Please locate every line in the entries below that contains the word "separate" and copy each one in full.

Start Records for the exercise

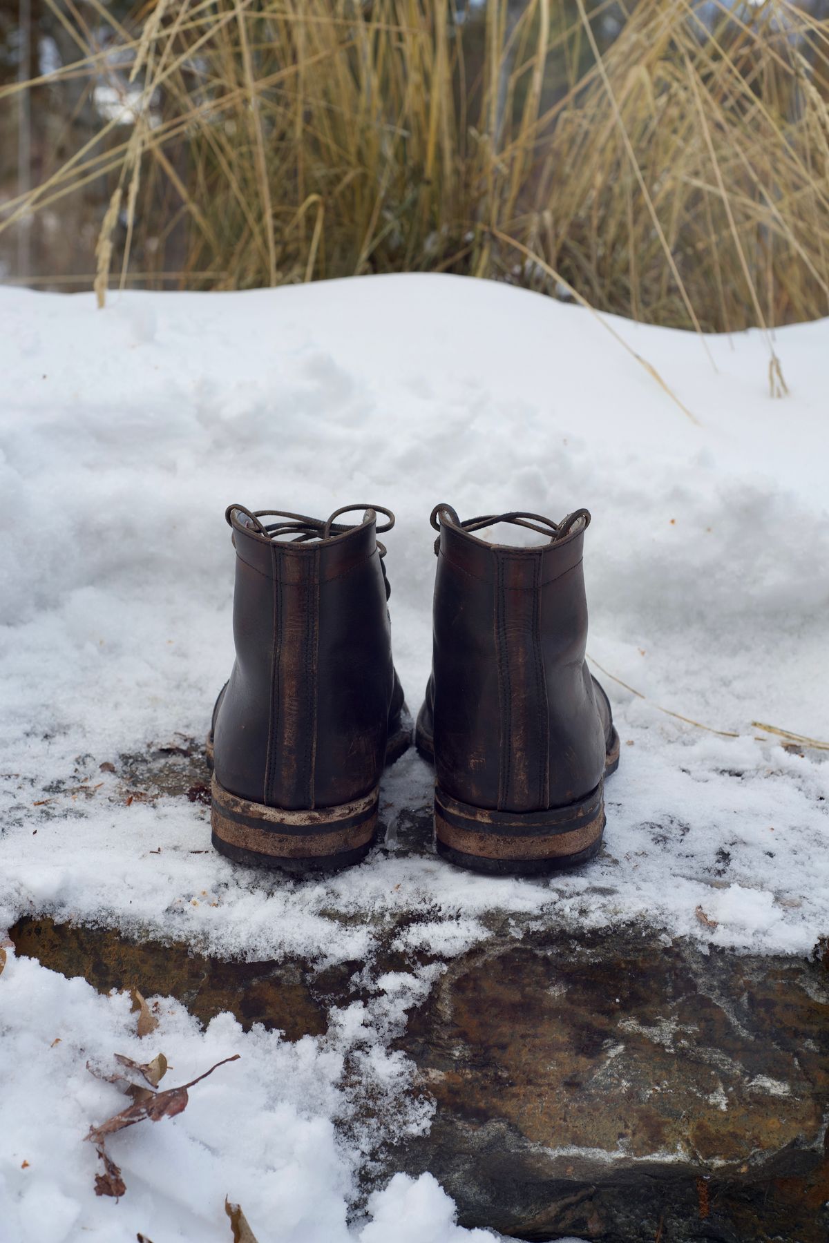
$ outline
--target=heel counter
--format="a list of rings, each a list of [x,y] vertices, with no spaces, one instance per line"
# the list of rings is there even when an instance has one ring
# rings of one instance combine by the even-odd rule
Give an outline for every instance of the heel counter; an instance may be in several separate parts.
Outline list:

End Records for the exercise
Start Records for the exercise

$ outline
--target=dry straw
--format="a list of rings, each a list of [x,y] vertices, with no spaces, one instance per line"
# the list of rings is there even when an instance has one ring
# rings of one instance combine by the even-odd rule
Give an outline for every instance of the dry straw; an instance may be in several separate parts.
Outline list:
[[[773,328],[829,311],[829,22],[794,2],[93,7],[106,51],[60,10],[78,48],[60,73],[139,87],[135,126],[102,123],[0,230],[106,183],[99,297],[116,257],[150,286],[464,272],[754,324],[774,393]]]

End Records for the exercise

_Output for this exercise_.
Give an outline for every instance of the heel counter; an instance may be in several separate parts.
Give an outline for every instance of the dry straw; an instance may be in several separate parts.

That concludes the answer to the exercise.